━━ Reading passage ━━

Randomness off my chest
Double pointed needles are driving me nuts. I have a half finished hat but can't figure out the double pointed needles to finish it and it's irking me. I quit.
Yesterday LD told me "I don't love you anymore mommy." I cried. I knew i was supposed to not cry so he wouldn't get a strong response but i'm pregnant and hormonal and i did. It broke my heart. Then he kept saying it over and over to drive the knife in a little bit more. Why does he not love me? Because he didn't want to quit playing to go to gymnastics, an activity that he loves more than anything. I'm so mean.
Now LD is having seperation anxiety from daddy. Preschool is hell. I dropped him off today and now he's not only crying for me but for daddy. I'm pulling him out but they require a 60 day notice. Joy of joys. 2 more months of hell.
People keep telling me "you're hardly showing at all...blah blah blah" and i feel huge huge huge. I gained ten pounds this month. I was doing good till now. I blame apple pie and a fasting husband. I had to eat more leftovers and desserts. Baby is getting rambunctious in there too. I probably spelled that wrong but i don't care. My writing days are over. I quit that. for now.

━━━

### Written problem A:
Please set out the lines of the listing below as a numbered list, skipping blank lines, using only the part that opens with the line containing "dark green shrub" and closes with the line containing "[50,81,997,147]".

━━ The records ━━

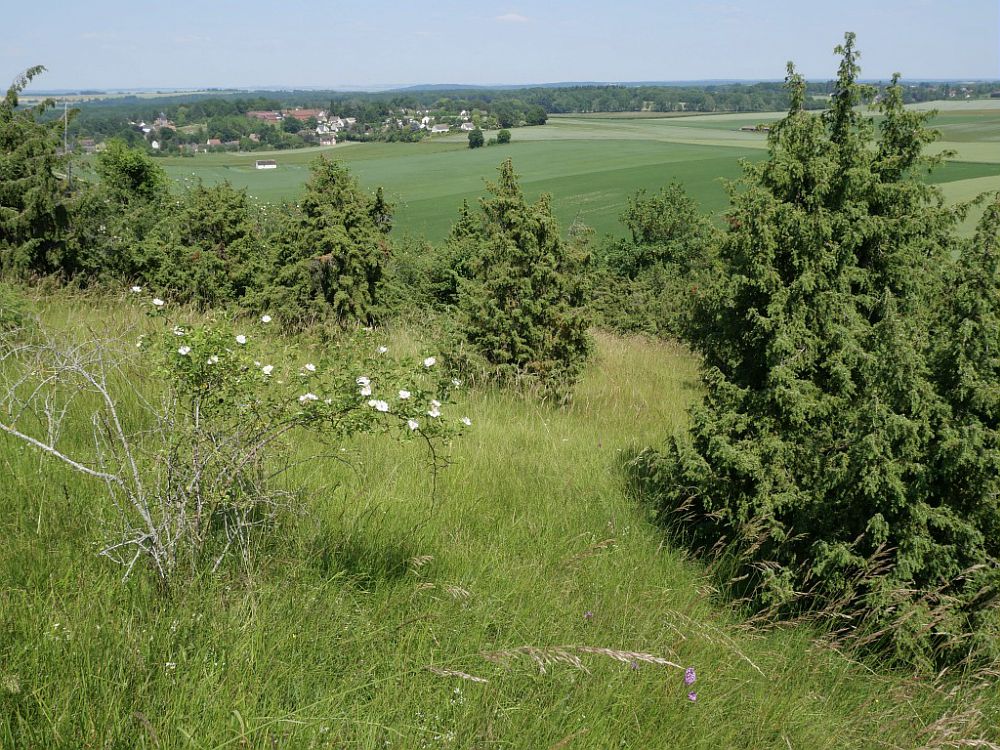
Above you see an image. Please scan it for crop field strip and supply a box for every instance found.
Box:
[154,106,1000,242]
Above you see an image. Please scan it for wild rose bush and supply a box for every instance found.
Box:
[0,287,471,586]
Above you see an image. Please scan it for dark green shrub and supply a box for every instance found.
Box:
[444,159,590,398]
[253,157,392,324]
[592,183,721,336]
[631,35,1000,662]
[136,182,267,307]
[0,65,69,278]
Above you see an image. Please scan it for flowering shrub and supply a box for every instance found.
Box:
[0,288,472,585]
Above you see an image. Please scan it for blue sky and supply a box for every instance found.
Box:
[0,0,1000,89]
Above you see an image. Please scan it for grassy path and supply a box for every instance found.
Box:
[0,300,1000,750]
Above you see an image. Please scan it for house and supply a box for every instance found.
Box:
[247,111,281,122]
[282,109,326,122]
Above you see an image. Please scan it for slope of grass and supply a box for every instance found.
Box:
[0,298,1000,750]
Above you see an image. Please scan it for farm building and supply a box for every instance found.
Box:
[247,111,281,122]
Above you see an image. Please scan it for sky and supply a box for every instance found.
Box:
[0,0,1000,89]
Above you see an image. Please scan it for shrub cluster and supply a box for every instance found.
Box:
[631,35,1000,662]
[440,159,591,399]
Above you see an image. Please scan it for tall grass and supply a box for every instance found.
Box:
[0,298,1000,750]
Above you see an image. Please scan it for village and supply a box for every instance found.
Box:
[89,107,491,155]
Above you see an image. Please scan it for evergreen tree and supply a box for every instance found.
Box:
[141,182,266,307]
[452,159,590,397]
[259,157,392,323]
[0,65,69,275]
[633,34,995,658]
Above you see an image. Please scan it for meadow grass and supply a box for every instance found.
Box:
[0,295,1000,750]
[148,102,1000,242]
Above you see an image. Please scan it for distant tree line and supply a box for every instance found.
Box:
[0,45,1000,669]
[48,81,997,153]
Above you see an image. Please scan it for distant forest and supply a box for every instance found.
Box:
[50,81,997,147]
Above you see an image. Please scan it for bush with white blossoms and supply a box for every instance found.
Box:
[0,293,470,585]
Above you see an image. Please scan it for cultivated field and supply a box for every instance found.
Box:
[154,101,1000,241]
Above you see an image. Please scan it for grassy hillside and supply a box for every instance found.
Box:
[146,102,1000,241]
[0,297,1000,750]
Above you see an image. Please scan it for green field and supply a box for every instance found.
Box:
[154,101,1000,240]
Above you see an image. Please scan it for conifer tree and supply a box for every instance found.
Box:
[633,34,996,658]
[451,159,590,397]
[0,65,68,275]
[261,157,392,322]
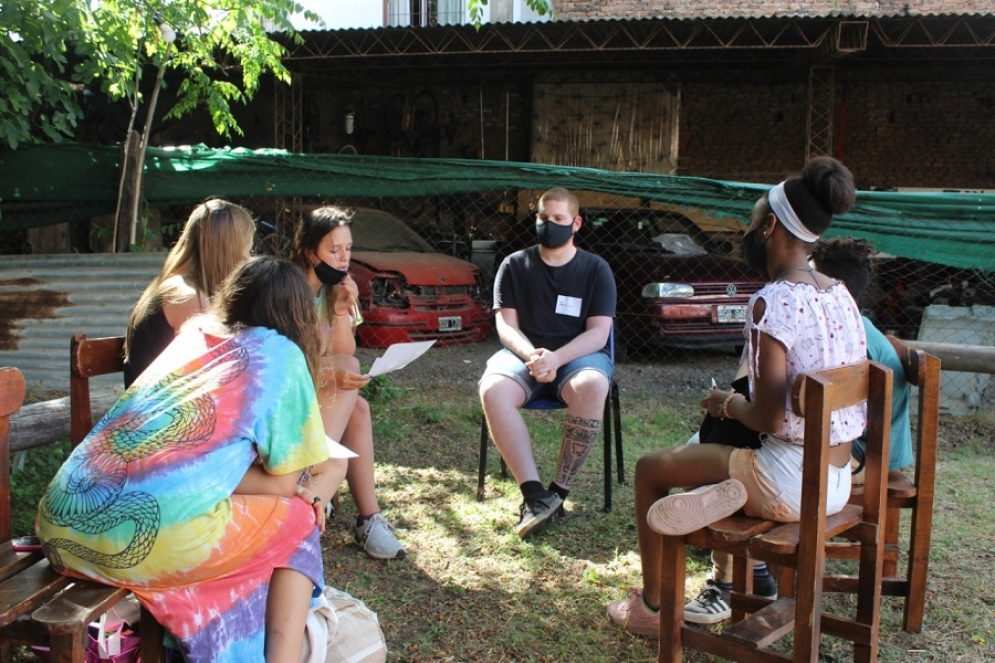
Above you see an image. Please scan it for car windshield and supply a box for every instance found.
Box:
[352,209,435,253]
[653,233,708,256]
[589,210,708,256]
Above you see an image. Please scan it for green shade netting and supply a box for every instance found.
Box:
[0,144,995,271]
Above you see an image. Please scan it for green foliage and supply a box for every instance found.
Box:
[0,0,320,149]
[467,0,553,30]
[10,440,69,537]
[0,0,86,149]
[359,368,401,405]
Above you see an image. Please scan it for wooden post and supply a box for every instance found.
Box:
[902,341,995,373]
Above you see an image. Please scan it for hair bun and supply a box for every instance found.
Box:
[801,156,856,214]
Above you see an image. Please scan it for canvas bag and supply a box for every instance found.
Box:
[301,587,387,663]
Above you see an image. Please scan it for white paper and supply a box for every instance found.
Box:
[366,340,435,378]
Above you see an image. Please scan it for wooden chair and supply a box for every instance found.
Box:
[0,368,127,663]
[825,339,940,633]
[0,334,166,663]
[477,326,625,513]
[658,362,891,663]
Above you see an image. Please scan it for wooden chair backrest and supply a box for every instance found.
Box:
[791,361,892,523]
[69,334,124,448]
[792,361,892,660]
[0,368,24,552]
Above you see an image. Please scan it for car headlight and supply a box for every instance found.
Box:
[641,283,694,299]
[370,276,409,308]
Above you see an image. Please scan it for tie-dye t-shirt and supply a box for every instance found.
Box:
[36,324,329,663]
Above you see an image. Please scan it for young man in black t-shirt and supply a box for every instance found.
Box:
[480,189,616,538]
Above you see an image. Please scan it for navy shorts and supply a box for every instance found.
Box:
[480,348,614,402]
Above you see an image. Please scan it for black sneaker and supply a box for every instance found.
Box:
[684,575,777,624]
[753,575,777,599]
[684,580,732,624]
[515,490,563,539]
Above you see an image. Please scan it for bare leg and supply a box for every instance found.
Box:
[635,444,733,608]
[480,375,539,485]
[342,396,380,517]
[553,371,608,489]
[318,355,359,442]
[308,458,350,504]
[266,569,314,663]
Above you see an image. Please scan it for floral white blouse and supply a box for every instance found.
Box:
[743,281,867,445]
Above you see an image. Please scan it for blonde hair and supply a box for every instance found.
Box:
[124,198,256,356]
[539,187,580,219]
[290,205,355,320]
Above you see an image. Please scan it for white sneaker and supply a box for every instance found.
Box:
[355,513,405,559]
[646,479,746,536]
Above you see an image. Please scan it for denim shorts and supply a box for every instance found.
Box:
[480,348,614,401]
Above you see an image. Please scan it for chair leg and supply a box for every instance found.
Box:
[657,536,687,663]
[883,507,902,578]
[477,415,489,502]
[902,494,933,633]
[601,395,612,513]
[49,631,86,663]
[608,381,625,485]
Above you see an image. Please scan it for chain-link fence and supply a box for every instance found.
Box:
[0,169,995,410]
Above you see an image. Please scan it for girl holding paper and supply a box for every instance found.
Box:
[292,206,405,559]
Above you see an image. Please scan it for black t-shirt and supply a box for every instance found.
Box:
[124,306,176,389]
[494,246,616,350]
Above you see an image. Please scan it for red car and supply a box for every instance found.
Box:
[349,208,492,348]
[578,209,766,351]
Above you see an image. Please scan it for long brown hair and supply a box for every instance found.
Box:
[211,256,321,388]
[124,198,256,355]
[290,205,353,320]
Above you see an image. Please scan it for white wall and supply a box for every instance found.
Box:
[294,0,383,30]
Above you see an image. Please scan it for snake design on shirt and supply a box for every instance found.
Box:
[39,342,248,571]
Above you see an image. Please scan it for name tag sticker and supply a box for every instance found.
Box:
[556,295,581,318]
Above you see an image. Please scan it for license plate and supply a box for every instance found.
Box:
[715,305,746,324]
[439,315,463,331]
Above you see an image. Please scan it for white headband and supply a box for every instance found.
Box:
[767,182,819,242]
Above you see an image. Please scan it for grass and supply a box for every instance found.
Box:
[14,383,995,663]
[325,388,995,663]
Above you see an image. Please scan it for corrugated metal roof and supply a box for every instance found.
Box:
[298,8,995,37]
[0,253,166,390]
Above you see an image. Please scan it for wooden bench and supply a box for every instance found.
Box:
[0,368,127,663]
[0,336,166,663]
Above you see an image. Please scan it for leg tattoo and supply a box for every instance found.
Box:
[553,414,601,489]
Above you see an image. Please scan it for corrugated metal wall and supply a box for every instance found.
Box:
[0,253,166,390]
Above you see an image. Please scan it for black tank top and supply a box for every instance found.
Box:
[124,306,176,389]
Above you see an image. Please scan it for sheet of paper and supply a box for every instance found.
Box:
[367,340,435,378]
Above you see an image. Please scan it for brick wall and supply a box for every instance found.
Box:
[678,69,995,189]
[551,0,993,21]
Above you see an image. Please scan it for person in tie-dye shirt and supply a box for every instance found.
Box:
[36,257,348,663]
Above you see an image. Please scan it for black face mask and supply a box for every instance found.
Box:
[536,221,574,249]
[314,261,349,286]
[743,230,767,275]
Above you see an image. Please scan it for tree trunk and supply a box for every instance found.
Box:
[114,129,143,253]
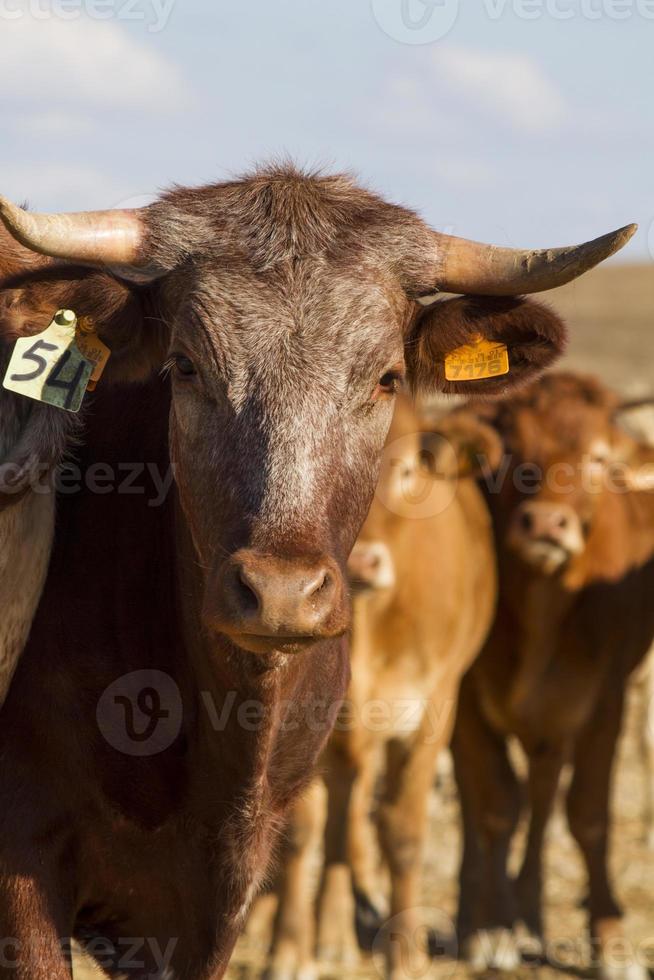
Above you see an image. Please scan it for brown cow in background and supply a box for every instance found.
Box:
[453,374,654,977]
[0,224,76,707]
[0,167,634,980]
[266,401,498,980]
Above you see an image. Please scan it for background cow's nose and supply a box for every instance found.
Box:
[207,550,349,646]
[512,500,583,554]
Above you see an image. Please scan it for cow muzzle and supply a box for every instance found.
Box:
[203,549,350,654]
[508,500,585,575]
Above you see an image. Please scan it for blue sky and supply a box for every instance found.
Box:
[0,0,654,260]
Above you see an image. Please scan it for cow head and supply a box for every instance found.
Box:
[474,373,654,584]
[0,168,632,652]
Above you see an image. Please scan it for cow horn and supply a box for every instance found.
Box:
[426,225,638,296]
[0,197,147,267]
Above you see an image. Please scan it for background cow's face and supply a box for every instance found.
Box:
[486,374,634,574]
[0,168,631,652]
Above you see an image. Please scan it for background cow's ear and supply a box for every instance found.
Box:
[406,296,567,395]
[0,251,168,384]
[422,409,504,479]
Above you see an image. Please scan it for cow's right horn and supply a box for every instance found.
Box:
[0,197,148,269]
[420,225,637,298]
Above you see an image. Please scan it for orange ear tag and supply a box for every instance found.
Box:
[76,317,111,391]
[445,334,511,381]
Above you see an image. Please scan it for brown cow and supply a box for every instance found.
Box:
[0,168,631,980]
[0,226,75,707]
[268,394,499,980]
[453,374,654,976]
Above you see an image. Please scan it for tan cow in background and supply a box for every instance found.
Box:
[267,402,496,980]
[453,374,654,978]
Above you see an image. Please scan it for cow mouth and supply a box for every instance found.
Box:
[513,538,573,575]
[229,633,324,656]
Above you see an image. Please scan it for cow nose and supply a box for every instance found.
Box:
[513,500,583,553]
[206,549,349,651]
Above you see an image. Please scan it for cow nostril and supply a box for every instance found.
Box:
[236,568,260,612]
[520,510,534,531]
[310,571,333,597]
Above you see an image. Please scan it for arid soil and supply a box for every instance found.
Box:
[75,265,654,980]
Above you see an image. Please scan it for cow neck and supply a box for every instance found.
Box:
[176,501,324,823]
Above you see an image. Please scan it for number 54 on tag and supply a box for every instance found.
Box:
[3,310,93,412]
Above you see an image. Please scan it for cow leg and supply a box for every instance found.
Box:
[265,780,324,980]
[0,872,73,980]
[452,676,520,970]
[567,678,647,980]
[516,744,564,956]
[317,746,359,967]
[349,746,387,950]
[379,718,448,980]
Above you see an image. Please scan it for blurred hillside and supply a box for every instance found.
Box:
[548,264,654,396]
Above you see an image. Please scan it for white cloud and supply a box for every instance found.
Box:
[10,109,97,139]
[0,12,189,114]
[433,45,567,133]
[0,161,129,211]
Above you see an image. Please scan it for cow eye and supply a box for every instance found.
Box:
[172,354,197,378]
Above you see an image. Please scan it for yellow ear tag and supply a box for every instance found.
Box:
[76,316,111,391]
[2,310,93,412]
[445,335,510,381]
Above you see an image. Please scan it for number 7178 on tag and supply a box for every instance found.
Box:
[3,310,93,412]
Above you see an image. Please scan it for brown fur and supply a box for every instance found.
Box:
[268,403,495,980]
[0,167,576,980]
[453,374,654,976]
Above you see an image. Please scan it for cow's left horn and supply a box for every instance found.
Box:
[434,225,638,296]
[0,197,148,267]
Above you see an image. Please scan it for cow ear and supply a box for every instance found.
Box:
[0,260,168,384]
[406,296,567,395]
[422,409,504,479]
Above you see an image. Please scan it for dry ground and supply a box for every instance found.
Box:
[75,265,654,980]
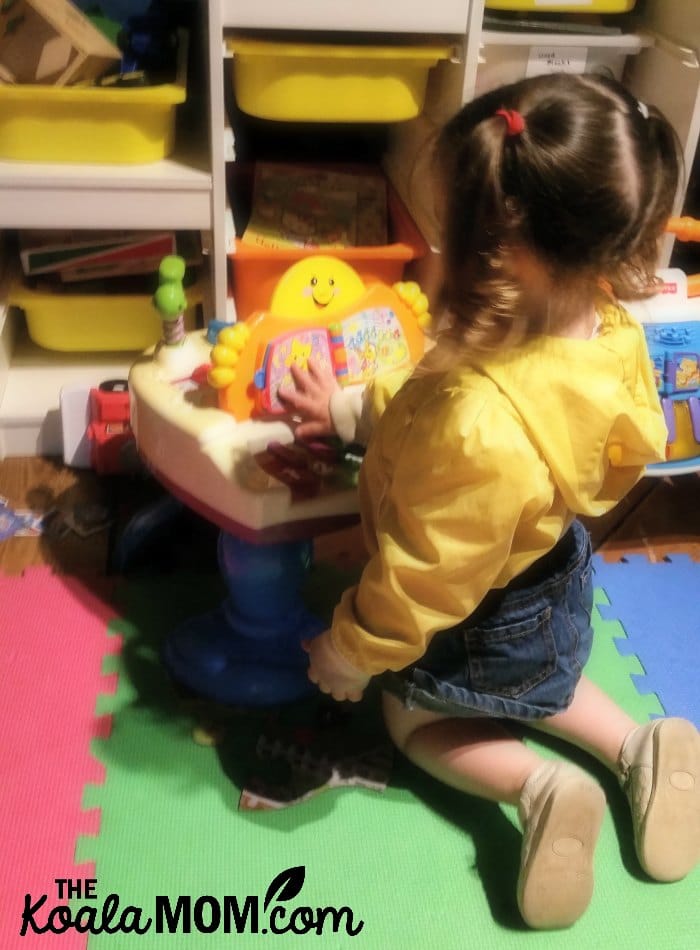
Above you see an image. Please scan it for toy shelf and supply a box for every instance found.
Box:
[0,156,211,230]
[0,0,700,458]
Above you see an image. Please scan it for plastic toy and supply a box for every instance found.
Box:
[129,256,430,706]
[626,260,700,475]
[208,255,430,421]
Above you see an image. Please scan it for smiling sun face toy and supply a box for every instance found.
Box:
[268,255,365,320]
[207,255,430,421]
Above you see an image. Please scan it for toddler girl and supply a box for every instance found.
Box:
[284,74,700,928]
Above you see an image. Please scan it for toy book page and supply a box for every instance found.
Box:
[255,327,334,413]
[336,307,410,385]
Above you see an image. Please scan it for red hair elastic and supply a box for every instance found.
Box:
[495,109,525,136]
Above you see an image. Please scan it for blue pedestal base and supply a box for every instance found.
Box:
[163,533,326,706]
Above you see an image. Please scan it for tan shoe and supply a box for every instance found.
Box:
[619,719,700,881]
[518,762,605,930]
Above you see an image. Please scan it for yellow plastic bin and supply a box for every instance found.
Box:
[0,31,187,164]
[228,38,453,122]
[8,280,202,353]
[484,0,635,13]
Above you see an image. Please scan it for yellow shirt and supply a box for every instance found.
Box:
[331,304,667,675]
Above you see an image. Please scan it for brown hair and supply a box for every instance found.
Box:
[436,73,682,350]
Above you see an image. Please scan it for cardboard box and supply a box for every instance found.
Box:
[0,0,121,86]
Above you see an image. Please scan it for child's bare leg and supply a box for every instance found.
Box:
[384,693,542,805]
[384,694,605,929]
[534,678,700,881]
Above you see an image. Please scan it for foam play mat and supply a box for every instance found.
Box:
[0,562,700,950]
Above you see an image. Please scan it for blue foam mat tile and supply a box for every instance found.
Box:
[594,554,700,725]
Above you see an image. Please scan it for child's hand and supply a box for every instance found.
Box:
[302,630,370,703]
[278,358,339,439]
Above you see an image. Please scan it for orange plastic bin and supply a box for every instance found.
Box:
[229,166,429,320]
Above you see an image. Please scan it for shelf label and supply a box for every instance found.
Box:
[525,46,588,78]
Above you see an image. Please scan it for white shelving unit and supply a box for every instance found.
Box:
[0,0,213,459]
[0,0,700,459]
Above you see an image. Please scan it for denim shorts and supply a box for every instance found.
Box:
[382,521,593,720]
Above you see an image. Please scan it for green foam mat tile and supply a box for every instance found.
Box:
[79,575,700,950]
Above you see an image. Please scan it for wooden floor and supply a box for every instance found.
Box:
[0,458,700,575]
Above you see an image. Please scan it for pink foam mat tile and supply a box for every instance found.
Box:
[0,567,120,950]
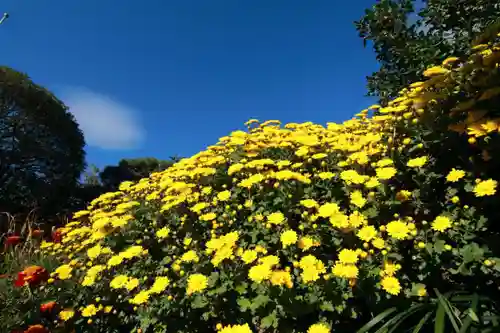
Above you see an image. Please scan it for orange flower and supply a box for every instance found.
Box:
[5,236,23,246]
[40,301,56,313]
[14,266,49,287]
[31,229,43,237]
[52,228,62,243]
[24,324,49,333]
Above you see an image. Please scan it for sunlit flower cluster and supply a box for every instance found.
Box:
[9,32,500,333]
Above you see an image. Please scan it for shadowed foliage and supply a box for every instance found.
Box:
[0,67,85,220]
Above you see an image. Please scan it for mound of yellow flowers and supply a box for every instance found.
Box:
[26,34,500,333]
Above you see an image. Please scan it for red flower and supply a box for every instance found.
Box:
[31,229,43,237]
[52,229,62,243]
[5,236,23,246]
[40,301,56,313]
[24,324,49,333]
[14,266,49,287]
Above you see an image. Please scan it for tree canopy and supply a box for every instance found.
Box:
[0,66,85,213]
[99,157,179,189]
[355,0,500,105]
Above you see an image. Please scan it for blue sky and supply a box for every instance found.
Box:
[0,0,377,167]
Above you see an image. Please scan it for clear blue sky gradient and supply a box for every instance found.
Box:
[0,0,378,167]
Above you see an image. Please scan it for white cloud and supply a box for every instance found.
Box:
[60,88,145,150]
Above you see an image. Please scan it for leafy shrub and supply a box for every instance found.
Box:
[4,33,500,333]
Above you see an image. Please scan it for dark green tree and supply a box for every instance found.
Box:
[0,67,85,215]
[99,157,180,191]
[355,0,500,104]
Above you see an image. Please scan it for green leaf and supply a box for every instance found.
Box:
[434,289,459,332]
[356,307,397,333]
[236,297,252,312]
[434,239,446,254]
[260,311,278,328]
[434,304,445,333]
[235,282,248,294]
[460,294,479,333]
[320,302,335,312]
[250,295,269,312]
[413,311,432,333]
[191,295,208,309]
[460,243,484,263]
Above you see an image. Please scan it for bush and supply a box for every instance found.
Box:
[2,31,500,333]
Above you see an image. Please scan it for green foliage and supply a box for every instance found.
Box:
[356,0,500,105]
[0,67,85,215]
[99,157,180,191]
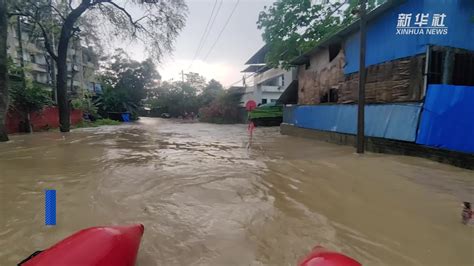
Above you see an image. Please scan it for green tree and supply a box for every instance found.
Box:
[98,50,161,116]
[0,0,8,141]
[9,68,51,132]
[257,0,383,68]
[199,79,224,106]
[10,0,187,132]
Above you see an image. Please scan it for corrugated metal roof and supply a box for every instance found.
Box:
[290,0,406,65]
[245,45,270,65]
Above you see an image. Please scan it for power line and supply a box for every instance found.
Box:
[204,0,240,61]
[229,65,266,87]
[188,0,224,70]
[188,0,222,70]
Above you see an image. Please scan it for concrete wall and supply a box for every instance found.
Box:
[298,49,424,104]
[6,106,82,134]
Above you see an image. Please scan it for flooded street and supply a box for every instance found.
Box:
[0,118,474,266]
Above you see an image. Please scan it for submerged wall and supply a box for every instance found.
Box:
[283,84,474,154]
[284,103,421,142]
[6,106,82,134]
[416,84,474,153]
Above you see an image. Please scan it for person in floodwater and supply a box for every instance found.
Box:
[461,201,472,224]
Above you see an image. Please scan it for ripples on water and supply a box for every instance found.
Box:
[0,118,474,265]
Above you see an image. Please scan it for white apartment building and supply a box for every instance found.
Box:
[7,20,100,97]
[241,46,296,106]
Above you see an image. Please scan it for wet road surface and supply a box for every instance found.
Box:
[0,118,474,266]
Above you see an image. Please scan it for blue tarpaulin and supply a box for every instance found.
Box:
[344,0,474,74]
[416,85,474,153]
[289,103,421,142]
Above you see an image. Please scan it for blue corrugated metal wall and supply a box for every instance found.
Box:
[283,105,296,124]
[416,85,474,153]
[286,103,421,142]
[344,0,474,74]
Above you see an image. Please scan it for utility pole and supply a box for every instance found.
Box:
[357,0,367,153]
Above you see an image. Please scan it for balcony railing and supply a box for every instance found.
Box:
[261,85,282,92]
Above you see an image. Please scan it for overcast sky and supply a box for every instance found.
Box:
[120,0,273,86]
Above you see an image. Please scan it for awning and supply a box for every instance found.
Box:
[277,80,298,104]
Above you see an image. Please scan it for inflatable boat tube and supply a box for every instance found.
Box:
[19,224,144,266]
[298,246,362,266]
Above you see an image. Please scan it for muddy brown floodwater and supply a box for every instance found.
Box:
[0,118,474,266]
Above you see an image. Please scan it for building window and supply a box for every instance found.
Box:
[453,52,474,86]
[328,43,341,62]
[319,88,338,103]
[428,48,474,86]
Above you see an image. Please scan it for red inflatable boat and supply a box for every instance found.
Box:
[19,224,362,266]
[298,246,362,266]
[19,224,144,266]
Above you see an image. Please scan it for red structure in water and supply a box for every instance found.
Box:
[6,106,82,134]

━━━

### Written problem B:
Transcribe the part of the post above that opens with the words containing "Randomness off my" and closes with the words containing "me. I quit.".

### Task output A:
1. Above you see an image. Please scan it for dark green shrub and supply a box for every instance found.
2. Box:
3. [444,159,590,398]
4. [253,157,392,324]
5. [592,183,721,336]
6. [631,35,1000,662]
7. [136,182,267,307]
8. [0,65,69,278]
9. Above you see an image. Please scan it for flowering shrub and supply a box for every instance found.
10. Box:
11. [0,288,472,585]
12. Above you see an image. Please scan it for blue sky and supply a box for every instance found.
13. Box:
14. [0,0,1000,89]
15. Above you see an image. Please scan it for grassy path and supply a box for every instance found.
16. Box:
17. [0,300,1000,750]
18. Above you see an image. Please scan it for house and supply a box for every instance found.
19. Box:
20. [247,111,281,122]
21. [282,109,326,122]
22. Above you see an image. Please scan it for slope of grass and supply a box for every instance found.
23. Box:
24. [0,298,1000,750]
25. Above you see an image. Please scan it for farm building and supply a box for every instance found.
26. Box:
27. [247,111,281,122]
28. Above you see an image. Please scan it for sky and supply a box for every instance found.
29. Box:
30. [0,0,1000,89]
31. Above you see an image. Please scan it for shrub cluster and supply a box for every instance found.
32. Box:
33. [631,35,1000,662]
34. [440,159,591,399]
35. Above you see an image. Please scan it for tall grass and supply a box for every instance found.
36. Box:
37. [0,298,1000,750]
38. Above you see an image. Please scan it for village and supply a box for every instance found.
39. Box:
40. [89,107,491,155]
41. Above you see an image. Please scan it for evergreen tree and supply a box for every instance found.
42. Box:
43. [141,182,266,307]
44. [452,159,590,397]
45. [259,157,392,323]
46. [0,65,69,275]
47. [633,34,995,658]
48. Above you see an image. Please scan it for meadow grass and supply a box for every instance found.
49. Box:
50. [0,295,1000,750]
51. [148,102,1000,242]
52. Above you see an image. Please scan it for distant tree line and supply a box for every instance found.
53. Box:
54. [0,45,1000,669]
55. [48,81,997,153]
56. Above you see an image. Please scan it for distant forest and supply a box for every instance found.
57. Box:
58. [50,81,997,147]

### Task output B:
Randomness off my chest
Double pointed needles are driving me nuts. I have a half finished hat but can't figure out the double pointed needles to finish it and it's irking me. I quit.